[Begin PASSAGE]

Choyin Rangdrol is a Vajrayana teacher in the Nyingma tradition whom I had the good fortune to meet at the historic African-American Buddhist retreat held last summer at Spirit Rock in Woodacre, CA. After listening to his nuanced teaching on the importance of both honoring cultural heritage and transcending it in order to achieve complete realization, I visited his website, www.rainbowdharma.com and requested a meeting. We have been in communication ever since.


What led to your decision to bring Dharma to African-Americans?


When I discovered that it was possible to avoid becoming ensnared in the mentality of an angry black man by applying Buddhism, I felt I had found a great treasure not just for me but also for my people. I could immediately see the potential for resonance in millions of black people's minds. I could see how this could reverberate down to the core of the hurt so many of us carry and that one could emerge from Buddhist study and practice healed.


The most profound injury that Buddhism can address in African-Americans is the fracture in our identity we continue to hold as a result of slavery. The nature of the injury is disconnection from our ancestral lineage and indigenous Divine. When we ask the question, "Who are we?" Buddhism offers us great clarity in realizing that being a human being is enough, and the rest is a footnote.


Do you think Dharma needs to change in order for it to speak more directly to the needs of people of African descent?


Dharma doesn't need to change, people need to change. They need to begin to understand the difference between inclusion and exclusion in terms of the environments they create, the books they write, the language they use, and presentation of the structure that houses dharma. At the centers, they need to look at who is in charge, who greets who at the door, what the Buddha statues look like, and what resources are offered for African-Americans to find their own inherent connectedness to Dharma. Finally, there needs to be an admission of the fact that African-Americans have not always been welcomed into the inner sanctum of Buddhist activity. There must be a heartfelt analysis of how past intentional and unintentional exclusion is reverberating in the identity of American Buddhism.


For instance, how can a dharma center be in existence for a decade or more and have no connection with the African-American community they see right outside their own window? How is it that American Buddhists can create something that is so alien and foreign to African-Americans that even though they stand and look at it they still don't know what it is? How does this happen?


Do you think this lack of connection with the African-American community is pervasive in the American Buddhist community, irrespective of tradition?


There have been Buddhist communities in America that have been more open, like Soka Gakkai International (SGI)-USA for example, but at the same time, this issue of Asian ethnocentrism is real. Buddhism that is encased in Tibetan, Japanese, or Chinese cultures can be very confusing because often people can't see where culture ends and Buddhism begins. With African-Americans, you're dealing with a people who have had to fight to maintain their culture through two hundred years of slavery and another hundred years of segregation. In order to practice Buddhism, they now have to figure out how to hold it as well as be the agent of the culture they find it in. It feels as though there is no such thing as practicing Buddhism without assimilating to Asian culture under the watchful eye of the dominant culture. To African-Americans this can appear to be a destructive cultural process that goes against the grain of their historicity, their heritage, and their legacy in America as survivors of cultricide.

[End PASSAGE]
[Begin AVAILABLE DATA]

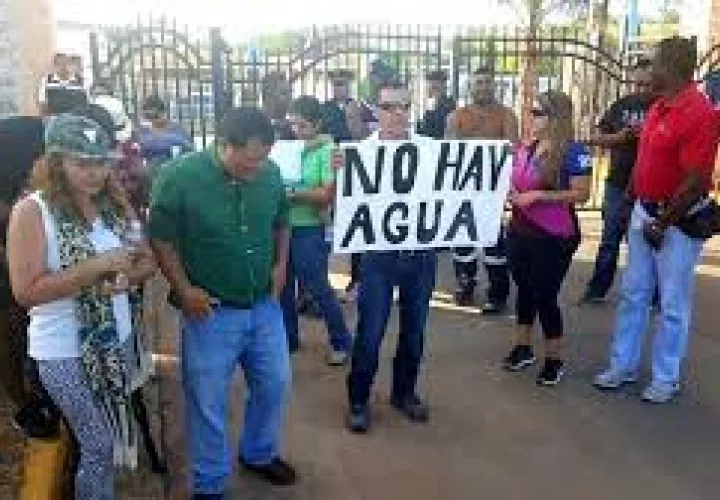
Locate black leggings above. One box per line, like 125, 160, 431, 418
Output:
508, 233, 577, 339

[End AVAILABLE DATA]

### [REQUIRED WORK]
1/ Answer these from the interview about Buddhism and African-Americans:
(a) Where was the African-American Buddhist retreat held?
(b) What does the interviewee call the most profound injury Buddhism can address in African-Americans?
(c) Which Buddhist community is named as having been more open?
2/ According to the interview, why can practicing Buddhism within an Asian culture seem destructive to African-Americans? Answer in one to three sentences.
3/ Extend the interview on Buddhism and African-Americans past its last paragraph.

### [ANSWERS BY TASK]
1/
(a) At Spirit Rock in Woodacre, CA.
(b) The fracture in identity African-Americans continue to hold as a result of slavery.
(c) Soka Gakkai International (SGI)-USA.

2/ African-Americans have had to fight to keep their culture through two hundred years of slavery and another hundred years of segregation. Practicing Buddhism can feel like having to assimilate to Asian culture under the watchful eye of the dominant culture. That goes against the grain of their historicity, their heritage, and their legacy in America as survivors of cultricide.

3/
There is also a sense of narrowness in the presentation of Buddhism from Asia. It does not seem inclusive of the black people in Asia. We know that there are hundreds of millions of black people throughout Asia. They were there before there was an Asia, and yet when we go to a dharma center where are they represented? Conversely, we find many European Americans in American Buddhism. Sometimes the statues of Buddha in the west even have a chiseled European nose. When one considers that Europeans en masse are not found in Asia's antiquity, but black people are, then the puzzlement and disinterest in African Americans minds is better understood.


Which black people are you talking about?


Look at the statues at Angkor Wat or look at Bodhidharma, the founder of Zen Buddhism, who is depicted with a broad nose, thick lips, and curly hair. There are also some interesting murals in India's Ajanta caves depicting black people handing a lotus to a prince. Or look at Runoko Rashidi's book African Presence in Early Asia and read about black people in Vietnam, Cambodia, Thailand, Laos, and so on. I have personally met black people from Burma and I have a student who is currently living among the black people of south India. And that is just skipping the rock over the surface because we don't have a lot of archaeological information to discern the complete history of black people in Asia. The African diaspora in Asia has been mislabeled and African Americans continuity with the black Global diaspora has been broken as well. African-American's disconnection with the black people of the world is an injury resulting from slavery in America and in some way, western Dharma's exclusion of the black Asiatic experience in Buddhism has become conjoined with that continuum of injury.


Do we do injury to ourselves by focusing on ethnicity while practicing Dharma?


Buddhism's pedagogical structure moves step by step. We don't start with enlightenment, we start with suffering, and then we proceed in a direction. The purpose of that is to clear obstacles that prevent us from living as a fully awakened, unobstructed human being. Some of these obstacles are intellectual, some are emotional, some are psychological, and some of them are cultural. It is how we move through these obstacles that gives Buddhism its ability to penetrate into the depths of people's hearts.
It is important for African-Americans to be free to use their culturalisms as a means of liberating themselves from their culturalisms. We're not in competition with our Asian Buddhist counterparts, but just like Tibetans or Chinese or Japanese people can use their culture to achieve enlightenment, African-Americans can use their own culture, too. No one questions Tibetan, Japanese or Chinese culture in Buddhism, but the moment African-Americans say, "this is my culture and I am doing Buddhism," people say we are being ethnocentric.

In fact, culture itself can be a vehicle for liberation when we use its narrowness and divisiveness as a teaching of what we must transcend. This is not just for African-Americans, but also for all human beings to consider carefully. What is your culture and has your practice allowed you to transcend it, or are you maintaining your culturalisms under the guise of Buddhology?


Ultimately, we must always remember that the seed syllable Om is Buddha's gift to all of humanity. Buddha was not thinking about giving it to ensure the longevity of one cultural group.


What do you say to practitioners who feel isolated?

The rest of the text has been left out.